Give back every record below in full and exactly, but without a single image.
--*--
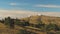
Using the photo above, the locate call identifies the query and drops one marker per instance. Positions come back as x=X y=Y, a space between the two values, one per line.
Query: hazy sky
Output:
x=17 y=8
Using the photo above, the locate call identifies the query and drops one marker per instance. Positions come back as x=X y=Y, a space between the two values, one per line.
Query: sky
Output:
x=23 y=8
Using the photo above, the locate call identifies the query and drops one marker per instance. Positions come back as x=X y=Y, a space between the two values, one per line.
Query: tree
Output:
x=9 y=22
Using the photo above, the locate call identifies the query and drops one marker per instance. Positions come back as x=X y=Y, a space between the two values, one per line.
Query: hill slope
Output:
x=42 y=18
--*--
Output below
Using the photo above, the locate call identifies the query and drops one marker per instance. Positions come back as x=X y=Y, a space between the two values, one per line.
Query: hazy sky
Output:
x=17 y=8
Using the photo above, the locate call identifies the query and drops one marker per instance. Positions come back as x=X y=Y, a space between the two values, one per line.
Query: sky
Output:
x=23 y=8
Using the photo above, the locate call identifies the query and drops one marker per instance. Positions come back as x=X y=Y, a space between the two values, one per line.
Query: tree
Output:
x=9 y=22
Using the photo above, the locate call identifies the query and drops one marker per instance. Positions come back as x=X y=Y, a space between the two values, one per line.
Query: hill slope
Output:
x=42 y=18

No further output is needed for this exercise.